(DOCUMENT EXCERPT)
((
Figure 14.1: Penguins projected into the 2D discriminant space, done two ways: (a) using the predicted values, (b) directly projecting using the model component. The scale is different but the projected data is identical in shape.

The \(W\) and \(B\) matrices cannot be extracted from the model object, so we need to compute these separately. We only need \(W\) actually. It is useful to think of this as the pooled variance-covariance matrix. Because the assumption for LDA is that the population group variance-covariances are identical, we estimate this by computing them for each class and then averaging them to get the pooled variance-covariance matrix. It’s laborious, but easy.

# Compute pooled variance-covariance
p_vc_pool <- mulgar::pooled_vc(penguins_sub[,1:4],
                               penguins_sub$species)
p_vc_pool
     bl   bd   fl   bm
bl 0.31 0.18 0.13 0.18
bd 0.18 0.32 0.14 0.20
fl 0.13 0.14 0.23 0.16
bm 0.18 0.20 0.16 0.31

This can be used to draw an ellipse corresponding to the pooled variance-covariance that is used by the LDA model.

14.2 Checking assumptions

This LDA approach is widely applicable, but it is useful to check the underlying assumptions on which it depends: (1) that the cluster structure corresponding to each class forms an ellipse, showing that the class is consistent with a sample from a multivariate normal distribution, and (2) that the variance of values around each mean is nearly the same. Figure 14.2 and Figure 14.3 illustrates two datasets, of which only one is consistent with these assumptions. Other parametric models, such as quadratic discriminant analysis or logistic regression, also depend on assumptions about the data which should be validated.

To check the equal and elliptical variance-covariance assumption, generate points on the surface of an ellipse corresponding to the variance-covariance for each group. When watching these ellipses in a tour, they should look similar in all projections.

Code
# Generate ellipses for each group's variance-covariance
p_ell <- NULL
for (i in unique(penguins_sub$species)) {
  x <- penguins_sub |> dplyr::filter(species == i)
  e <- gen_xvar_ellipse(x[,1:2], n=150, nstd=1.5)
  e$species <- i
  p_ell <- bind_rows(p_ell, e)
))
(REQUESTS)
1. Answer these about the LDA excerpt:
(a) Which of the two matrices does the text say is the only one actually needed?
(b) In the pooled variance-covariance output, what value appears where the bd row meets the bd column?
(c) Besides LDA, which two parametric models does the text name as also depending on assumptions about the data?
2. Please reproduce the part of the LDA excerpt starting at "14.2 Checking assumptions" and ending at "in all projections.".
3. Carry on writing the LDA excerpt from the point where it stops.

(RECORDS SHOWN)
((
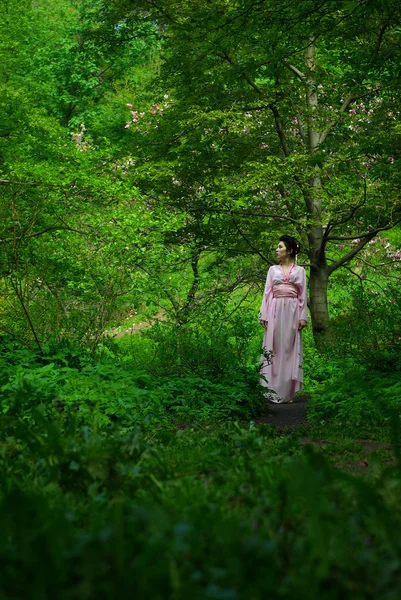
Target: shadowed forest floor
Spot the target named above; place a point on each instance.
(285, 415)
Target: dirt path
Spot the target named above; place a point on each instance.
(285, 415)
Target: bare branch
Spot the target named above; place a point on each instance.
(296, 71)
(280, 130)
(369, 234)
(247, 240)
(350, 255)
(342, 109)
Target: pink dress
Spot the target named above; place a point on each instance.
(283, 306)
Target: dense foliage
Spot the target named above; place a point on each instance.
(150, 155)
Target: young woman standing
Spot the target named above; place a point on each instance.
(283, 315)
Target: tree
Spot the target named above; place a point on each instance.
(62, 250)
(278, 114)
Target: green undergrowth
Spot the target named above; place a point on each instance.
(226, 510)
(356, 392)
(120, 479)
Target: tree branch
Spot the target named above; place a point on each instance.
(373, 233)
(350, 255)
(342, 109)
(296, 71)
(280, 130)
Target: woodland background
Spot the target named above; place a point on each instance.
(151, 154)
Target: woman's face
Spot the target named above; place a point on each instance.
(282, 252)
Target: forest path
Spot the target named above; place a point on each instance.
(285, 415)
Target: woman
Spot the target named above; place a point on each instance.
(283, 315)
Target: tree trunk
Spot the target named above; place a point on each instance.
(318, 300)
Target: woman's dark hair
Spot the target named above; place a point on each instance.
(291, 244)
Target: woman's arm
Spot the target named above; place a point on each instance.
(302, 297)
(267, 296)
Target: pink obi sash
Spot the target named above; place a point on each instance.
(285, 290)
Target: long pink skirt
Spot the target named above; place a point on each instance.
))
(RESPONSES)
1.
(a) \(W\)
(b) 0.32
(c) Quadratic discriminant analysis and logistic regression

2.
14.2 Checking assumptions

This LDA approach is widely applicable, but it is useful to check the underlying assumptions on which it depends: (1) that the cluster structure corresponding to each class forms an ellipse, showing that the class is consistent with a sample from a multivariate normal distribution, and (2) that the variance of values around each mean is nearly the same. Figure 14.2 and Figure 14.3 illustrates two datasets, of which only one is consistent with these assumptions. Other parametric models, such as quadratic discriminant analysis or logistic regression, also depend on assumptions about the data which should be validated.

To check the equal and elliptical variance-covariance assumption, generate points on the surface of an ellipse corresponding to the variance-covariance for each group. When watching these ellipses in a tour, they should look similar in all projections.

3.
}
Code for penguins data and ellipse plots
lda1 <- ggplot(penguins_sub, aes(x=bl, 
                         y=bd, 
                         colour=species)) +
  geom_point() +
  scale_color_discrete_divergingx("Zissou 1") +
  xlim(-2.5, 3) + ylim(-2.5, 2.5) +
  ggtitle("(a)") +
  theme_minimal() +
  theme(aspect.ratio = 1) 
lda2 <- ggplot(p_ell, aes(x=bl, 
                         y=bd, 
                         colour=species)) +
  geom_point() +
  scale_color_discrete_divergingx("Zissou 1") +
  xlim(-2.5, 3) + ylim(-2.5, 2.5) +
  ggtitle("(b)") +
  theme_minimal() +
  theme(aspect.ratio = 1)
ggarrange(lda1, lda2, ncol=2, 
          common.legend = TRUE, legend = "bottom")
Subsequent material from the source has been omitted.